_The task_
Of the entries below, return exactly those lines that fall between the one containing "Target: white flag" and the one containing "x=62, y=512", the two end lines included.

_Data records_
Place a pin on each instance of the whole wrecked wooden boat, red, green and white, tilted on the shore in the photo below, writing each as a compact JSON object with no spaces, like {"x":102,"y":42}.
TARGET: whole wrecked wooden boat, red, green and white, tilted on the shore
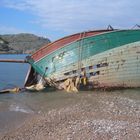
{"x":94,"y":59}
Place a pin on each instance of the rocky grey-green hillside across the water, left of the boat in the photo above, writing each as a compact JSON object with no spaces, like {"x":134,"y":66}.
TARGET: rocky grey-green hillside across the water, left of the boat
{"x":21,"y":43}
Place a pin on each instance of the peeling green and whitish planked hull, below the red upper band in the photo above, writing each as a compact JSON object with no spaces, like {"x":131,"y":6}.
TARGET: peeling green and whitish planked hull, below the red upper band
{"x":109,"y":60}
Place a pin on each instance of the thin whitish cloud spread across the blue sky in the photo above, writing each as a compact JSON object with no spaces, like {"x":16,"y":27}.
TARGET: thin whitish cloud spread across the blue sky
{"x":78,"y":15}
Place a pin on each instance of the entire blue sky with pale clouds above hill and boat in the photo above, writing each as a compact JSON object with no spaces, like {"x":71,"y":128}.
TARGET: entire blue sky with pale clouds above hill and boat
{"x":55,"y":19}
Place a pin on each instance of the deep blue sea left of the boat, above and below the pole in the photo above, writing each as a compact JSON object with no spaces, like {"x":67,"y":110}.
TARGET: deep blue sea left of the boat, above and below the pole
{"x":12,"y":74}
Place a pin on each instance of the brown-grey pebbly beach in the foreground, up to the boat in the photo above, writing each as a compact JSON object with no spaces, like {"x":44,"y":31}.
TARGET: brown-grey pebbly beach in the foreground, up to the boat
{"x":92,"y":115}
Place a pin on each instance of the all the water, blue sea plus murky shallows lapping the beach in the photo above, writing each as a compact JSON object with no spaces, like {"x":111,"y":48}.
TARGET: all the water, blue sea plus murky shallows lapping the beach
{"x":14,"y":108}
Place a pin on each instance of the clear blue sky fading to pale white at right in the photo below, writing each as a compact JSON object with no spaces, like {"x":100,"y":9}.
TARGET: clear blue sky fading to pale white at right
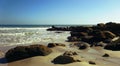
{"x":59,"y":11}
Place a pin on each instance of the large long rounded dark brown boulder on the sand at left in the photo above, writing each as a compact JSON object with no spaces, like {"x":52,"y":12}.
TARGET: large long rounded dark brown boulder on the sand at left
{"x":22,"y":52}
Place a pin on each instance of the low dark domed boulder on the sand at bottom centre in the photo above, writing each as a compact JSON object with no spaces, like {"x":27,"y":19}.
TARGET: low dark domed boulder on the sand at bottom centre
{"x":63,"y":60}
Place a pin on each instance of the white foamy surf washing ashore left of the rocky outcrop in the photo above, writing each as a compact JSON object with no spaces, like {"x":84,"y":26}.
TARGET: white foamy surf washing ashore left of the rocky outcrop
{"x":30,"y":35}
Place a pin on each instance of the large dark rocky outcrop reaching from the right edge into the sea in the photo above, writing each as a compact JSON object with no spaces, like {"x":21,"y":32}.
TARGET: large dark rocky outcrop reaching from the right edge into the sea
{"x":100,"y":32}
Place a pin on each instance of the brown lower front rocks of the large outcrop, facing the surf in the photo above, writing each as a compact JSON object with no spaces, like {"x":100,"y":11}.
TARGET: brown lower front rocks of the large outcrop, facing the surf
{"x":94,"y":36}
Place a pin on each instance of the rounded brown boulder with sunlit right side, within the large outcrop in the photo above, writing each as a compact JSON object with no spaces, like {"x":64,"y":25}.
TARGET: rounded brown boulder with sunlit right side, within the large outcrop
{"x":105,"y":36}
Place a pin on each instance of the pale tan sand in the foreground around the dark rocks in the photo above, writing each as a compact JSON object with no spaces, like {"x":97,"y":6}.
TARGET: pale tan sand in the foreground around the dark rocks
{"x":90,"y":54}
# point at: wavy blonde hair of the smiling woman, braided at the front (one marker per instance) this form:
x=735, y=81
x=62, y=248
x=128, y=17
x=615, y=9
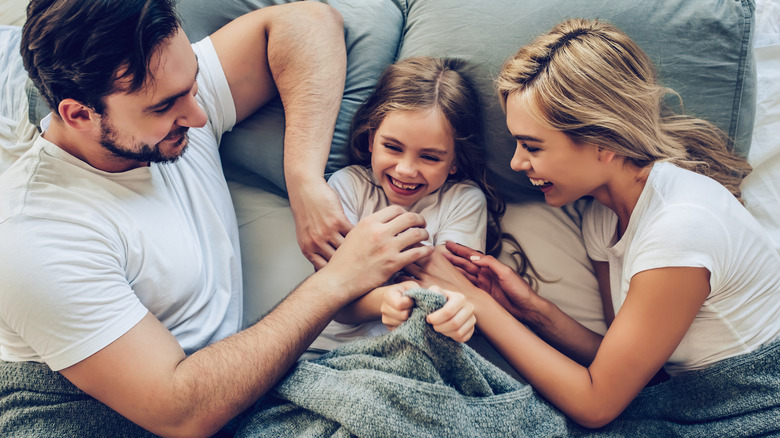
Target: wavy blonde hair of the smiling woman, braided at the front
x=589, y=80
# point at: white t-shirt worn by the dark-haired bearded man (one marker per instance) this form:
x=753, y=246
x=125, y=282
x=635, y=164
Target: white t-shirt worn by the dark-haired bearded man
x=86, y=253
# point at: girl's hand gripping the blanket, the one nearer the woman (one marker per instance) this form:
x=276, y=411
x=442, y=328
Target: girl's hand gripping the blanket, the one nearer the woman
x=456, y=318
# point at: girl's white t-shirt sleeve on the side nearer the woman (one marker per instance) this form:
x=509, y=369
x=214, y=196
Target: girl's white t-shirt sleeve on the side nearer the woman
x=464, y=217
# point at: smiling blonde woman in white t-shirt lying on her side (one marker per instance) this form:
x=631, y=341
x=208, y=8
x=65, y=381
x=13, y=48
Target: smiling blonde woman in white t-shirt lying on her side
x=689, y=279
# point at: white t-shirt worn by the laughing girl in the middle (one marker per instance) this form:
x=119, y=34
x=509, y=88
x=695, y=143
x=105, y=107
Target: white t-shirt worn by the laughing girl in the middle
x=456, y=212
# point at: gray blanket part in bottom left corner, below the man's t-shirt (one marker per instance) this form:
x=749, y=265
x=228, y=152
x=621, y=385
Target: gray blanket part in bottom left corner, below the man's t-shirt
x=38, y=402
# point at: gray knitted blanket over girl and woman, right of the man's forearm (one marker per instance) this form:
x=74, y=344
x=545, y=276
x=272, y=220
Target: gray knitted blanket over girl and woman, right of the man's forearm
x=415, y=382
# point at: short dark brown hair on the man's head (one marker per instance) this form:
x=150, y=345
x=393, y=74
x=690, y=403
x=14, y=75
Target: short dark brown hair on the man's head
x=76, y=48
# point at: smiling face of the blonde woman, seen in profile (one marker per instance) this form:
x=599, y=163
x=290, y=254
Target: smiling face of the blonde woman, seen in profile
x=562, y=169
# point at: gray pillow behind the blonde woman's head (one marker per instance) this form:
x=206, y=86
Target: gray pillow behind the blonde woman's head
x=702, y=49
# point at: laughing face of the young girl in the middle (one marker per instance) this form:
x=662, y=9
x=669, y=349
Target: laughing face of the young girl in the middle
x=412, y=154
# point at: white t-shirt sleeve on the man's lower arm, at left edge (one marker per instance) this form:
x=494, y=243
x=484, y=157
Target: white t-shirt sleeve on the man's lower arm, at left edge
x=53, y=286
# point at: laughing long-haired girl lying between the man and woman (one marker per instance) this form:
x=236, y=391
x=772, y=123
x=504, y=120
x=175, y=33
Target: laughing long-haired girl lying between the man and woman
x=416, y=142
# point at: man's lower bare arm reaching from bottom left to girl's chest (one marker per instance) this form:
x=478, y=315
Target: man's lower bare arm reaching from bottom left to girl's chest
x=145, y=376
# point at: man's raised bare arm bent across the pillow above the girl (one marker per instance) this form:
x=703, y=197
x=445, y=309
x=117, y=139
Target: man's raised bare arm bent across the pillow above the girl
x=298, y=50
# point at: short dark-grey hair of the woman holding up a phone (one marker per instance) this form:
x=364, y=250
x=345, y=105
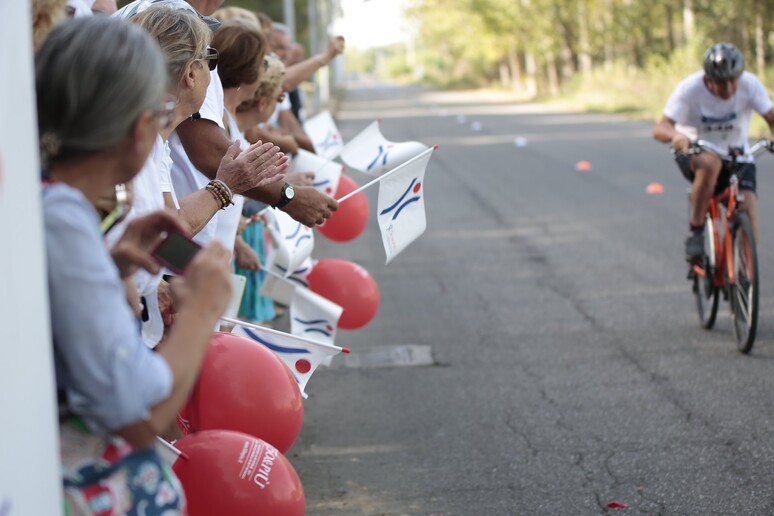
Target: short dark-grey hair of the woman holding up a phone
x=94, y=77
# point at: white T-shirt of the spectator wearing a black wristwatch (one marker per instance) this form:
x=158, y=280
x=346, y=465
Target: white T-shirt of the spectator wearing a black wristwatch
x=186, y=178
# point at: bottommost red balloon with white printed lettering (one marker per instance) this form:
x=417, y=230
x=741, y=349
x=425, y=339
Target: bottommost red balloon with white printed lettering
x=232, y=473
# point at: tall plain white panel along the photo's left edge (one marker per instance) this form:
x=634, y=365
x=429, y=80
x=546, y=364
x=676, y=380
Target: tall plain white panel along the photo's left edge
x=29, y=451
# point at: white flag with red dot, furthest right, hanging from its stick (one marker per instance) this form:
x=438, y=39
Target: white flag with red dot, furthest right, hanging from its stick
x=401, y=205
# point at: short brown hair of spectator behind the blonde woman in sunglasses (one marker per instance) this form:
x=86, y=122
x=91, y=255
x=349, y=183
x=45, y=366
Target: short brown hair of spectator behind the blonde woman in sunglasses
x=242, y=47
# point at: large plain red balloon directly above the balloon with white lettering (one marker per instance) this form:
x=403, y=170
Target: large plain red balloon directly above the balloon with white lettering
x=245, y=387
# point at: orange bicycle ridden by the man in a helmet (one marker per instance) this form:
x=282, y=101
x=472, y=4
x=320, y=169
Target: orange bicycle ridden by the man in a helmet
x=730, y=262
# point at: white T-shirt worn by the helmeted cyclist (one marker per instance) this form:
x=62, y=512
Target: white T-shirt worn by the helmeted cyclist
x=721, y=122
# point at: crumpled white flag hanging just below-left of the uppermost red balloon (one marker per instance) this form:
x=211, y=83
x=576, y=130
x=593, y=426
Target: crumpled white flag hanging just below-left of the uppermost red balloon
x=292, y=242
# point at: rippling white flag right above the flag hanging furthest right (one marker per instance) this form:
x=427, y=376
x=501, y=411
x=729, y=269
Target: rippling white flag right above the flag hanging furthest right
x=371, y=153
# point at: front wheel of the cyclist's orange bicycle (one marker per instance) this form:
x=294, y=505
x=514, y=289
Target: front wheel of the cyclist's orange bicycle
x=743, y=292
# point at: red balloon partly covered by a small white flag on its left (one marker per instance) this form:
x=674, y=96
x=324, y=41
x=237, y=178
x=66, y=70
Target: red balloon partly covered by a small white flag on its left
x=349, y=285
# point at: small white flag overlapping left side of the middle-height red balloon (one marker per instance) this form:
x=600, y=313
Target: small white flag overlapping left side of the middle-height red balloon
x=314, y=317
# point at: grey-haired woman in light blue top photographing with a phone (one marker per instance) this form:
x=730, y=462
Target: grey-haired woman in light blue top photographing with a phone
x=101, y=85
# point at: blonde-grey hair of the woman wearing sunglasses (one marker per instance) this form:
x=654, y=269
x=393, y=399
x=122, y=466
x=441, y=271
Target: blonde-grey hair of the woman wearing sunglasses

_Answer below_
Target: white flag with red dot, furthest right, hanging from its stick
x=401, y=205
# point at: short brown hair of spectator behind the blonde woman in sunglasses (one marker per instance) this form:
x=86, y=122
x=91, y=255
x=349, y=183
x=45, y=366
Target: short brown hair of spectator behind the blonde woman in sunglasses
x=242, y=47
# point at: large plain red balloon directly above the balloon with white lettering (one marker per instance) this form:
x=403, y=170
Target: large plain red balloon directly above the balloon with white lettering
x=245, y=387
# point at: orange bicycle ridden by the man in a helmet (one marker per instance) this form:
x=282, y=101
x=472, y=4
x=320, y=169
Target: orange bicycle ridden by the man in a helmet
x=730, y=262
# point at: white T-shirt worn by the helmeted cyclist (one marker per instance) this form:
x=62, y=512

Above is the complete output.